DIRECTIONS:
1. Answer these about the INT Wide Field Survey text:
(a) At what resolution has 2MASS covered the entire sky?
(b) When did the Joint Steering Committee approve the survey proposal?
(c) On which telescope has the INT WFS used the Wide Field Camera?
2. Write the next part of the INT Wide Field Survey text, picking up after its final sentence.

DOCUMENT SEGMENT:
******
M. Irwin*, R. McMahon, N. Walton, E. González-Solares, S. Hodgkin, J. Irwin, J. Lewis (IoA, Cambridge)

W
e present the final data products from the Wide Field Survey and the online database access to them.

1. The INT Wide Field Survey

Major survey programmes covering a variety of wavelengths are the mainstay of observational astronomy. Recent highlights include the Two Micron All Sky Survey (2MASS) project which has covered the entire sky at a resolution of 4 arcsec in the JHK bands (http://www.ipac.caltech.edu/2mass/) and the Sloan Digital Sky Survey (SDSS; York et al., 2000; http://www.sdss.org/) which covers large areas of the Northern Hemisphere, with the goal of covering one quarter of the sky. These wide area surveys are having a significant impact, both as target selectors for 8m class telescopes and for inherent survey science programmes. The INT WFS provides deeper data than the SDSS covering significant areas of the sky, with many fields being observed by comparable facilities at other wavelengths.

The INT WFS has been using the Wide Field Camera (with a field of view of the order of 0.3deg2) on the 2.5m Isaac Newton Telescope (INT). The survey proposal was approved by the Joint Steering Committee in October 1997 with a subsequent ‘Announcement of Opportunity’ closing in March 1998. The WFS International Review Panel approved three main programmes in the first year with subsequent review and continuation into the following years. The project was initiated in August 1998 with duration of up to five years. The WFS is an umbrella for competitively judged science programmes which were assessed on the usual criteria plus the wider worth of the data set and the management competence of the proposing teams.
******
Items from a data source:
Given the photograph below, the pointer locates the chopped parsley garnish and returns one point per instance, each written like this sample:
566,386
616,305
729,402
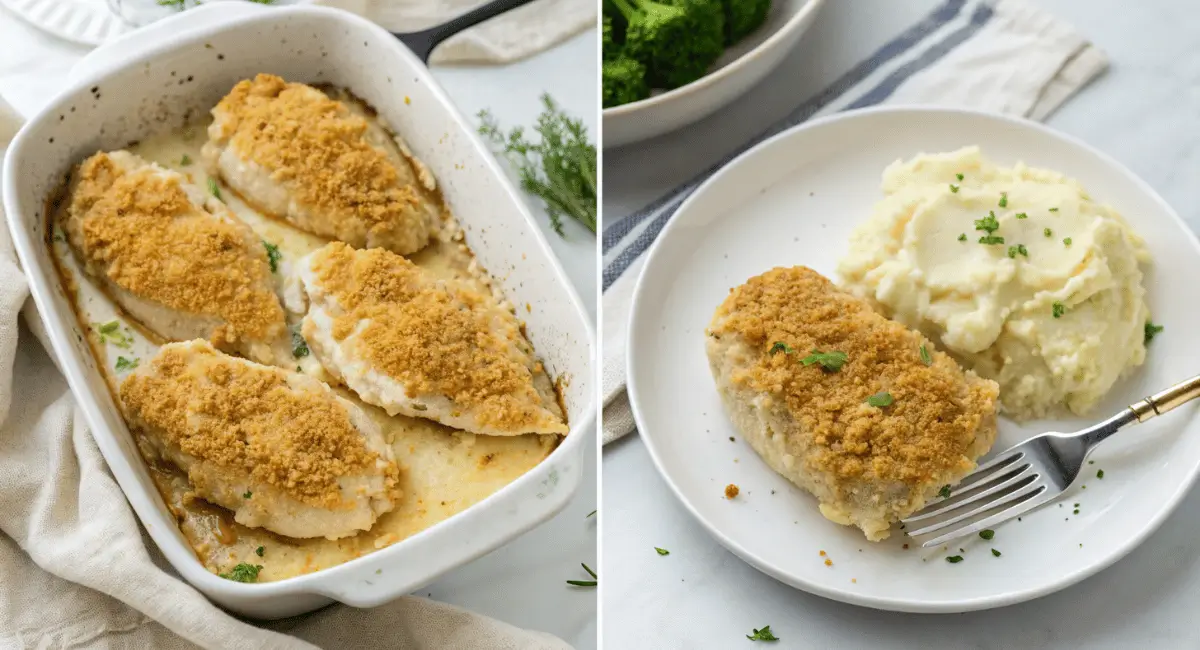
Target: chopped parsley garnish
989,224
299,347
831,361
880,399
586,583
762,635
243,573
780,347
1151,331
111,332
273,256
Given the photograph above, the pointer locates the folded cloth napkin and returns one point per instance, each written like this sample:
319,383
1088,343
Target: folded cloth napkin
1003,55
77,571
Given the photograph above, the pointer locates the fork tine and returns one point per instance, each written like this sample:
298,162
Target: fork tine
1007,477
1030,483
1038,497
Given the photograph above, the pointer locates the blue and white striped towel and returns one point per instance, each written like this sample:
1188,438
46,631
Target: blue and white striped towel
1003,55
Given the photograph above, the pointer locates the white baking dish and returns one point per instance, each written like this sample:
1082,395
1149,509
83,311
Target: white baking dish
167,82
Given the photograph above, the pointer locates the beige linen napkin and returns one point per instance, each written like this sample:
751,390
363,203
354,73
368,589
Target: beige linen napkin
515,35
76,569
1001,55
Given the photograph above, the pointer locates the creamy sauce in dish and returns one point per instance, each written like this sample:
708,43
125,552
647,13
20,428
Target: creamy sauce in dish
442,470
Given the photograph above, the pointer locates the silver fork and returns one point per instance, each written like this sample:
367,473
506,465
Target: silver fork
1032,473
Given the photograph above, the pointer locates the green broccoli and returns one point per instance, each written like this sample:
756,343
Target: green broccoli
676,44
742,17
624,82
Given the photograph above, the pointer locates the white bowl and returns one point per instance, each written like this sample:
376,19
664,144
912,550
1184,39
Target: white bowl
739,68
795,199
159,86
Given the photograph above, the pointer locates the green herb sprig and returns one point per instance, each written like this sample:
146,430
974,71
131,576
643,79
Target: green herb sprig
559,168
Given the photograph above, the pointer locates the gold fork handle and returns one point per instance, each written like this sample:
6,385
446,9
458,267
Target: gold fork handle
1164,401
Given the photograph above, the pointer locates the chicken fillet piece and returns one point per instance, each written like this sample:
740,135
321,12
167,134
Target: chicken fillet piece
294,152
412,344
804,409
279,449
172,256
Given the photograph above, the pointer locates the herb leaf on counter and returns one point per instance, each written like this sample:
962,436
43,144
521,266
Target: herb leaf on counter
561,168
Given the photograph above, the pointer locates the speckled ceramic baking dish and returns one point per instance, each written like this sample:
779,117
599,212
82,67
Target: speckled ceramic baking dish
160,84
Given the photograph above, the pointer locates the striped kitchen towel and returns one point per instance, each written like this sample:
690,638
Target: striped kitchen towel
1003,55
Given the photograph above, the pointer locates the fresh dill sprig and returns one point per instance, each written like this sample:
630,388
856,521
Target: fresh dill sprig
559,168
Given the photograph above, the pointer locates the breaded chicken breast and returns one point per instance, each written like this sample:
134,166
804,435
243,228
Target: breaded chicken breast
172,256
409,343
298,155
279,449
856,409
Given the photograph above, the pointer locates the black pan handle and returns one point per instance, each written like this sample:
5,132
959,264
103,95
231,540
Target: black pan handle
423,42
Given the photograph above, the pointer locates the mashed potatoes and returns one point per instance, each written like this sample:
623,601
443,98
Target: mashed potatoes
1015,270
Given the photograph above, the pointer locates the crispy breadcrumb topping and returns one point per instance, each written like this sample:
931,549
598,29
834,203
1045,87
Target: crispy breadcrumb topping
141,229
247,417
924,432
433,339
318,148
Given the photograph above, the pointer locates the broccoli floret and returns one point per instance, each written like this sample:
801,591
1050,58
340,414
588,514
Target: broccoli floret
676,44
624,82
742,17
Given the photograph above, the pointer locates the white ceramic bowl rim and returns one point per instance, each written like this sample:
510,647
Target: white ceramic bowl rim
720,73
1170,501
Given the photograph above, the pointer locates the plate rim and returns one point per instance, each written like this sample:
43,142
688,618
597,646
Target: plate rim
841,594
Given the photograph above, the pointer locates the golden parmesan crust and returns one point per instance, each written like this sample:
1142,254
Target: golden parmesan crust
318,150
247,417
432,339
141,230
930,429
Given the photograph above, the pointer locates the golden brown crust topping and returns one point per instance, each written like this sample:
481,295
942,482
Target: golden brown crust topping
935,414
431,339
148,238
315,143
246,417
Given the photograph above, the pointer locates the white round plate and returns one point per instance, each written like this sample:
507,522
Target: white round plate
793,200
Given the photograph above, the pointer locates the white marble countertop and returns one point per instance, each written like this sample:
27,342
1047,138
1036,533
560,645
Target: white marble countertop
******
FINAL RESULTS:
1.
(a) 4 arcsec, in the JHK bands.
(b) October 1997.
(c) The 2.5m Isaac Newton Telescope (INT).

2.
Multicolour data have been obtained over several square degrees to a typical depth of ~25 mag (U through Z). Importantly, the data have been publicly accessible by the UK and NL communities from day one, with access to the rest of the world after one year. The processing and calibration (up to object catalogue generation) is the responsibility of the WFS project.

1.1 WFS Programmes

The main science programmes were chosen to provide a wide area survey programme, a more focused but deeper smaller area programme, and a programme to address time variability. In the second period of observations two more programmes were selected.

The INT Wide Angle Survey (WAS; R. McMahon, M. Irwin, N. Walton) is the largest approved programme and includes sub-projects ranging from determination of cosmological parameters (e.g. via SN Type Ia studies) to searches for Solar System objects. It is the umbrella programme for the WFS project and leads coordination with the other programmes on, for instance, field and filter selection to maximise the scientific leverage of the project.
 
The WAS additionally incorporates two distinct science programmes in the summer semesters centred on Virgo and the equatorial strip of the North Galactic Cap: Deep UBVRI Imaging Survey with the WFC (G. Dalton) of four contiguous regions of 10 deg2 to a limiting magnitude of B=26 and I=24.5. It enables the study of the evolution of galaxy clustering as a function of colour at faint magnitudes and provides a catalogue of rich galaxy clusters at intermediate red-shifts. Furthermore, quasars can be detected at z>5. In good seeing, observations of two 5 deg2 fields to U=26 were observed to investigate clustering of Lyman-break galaxies at z>3.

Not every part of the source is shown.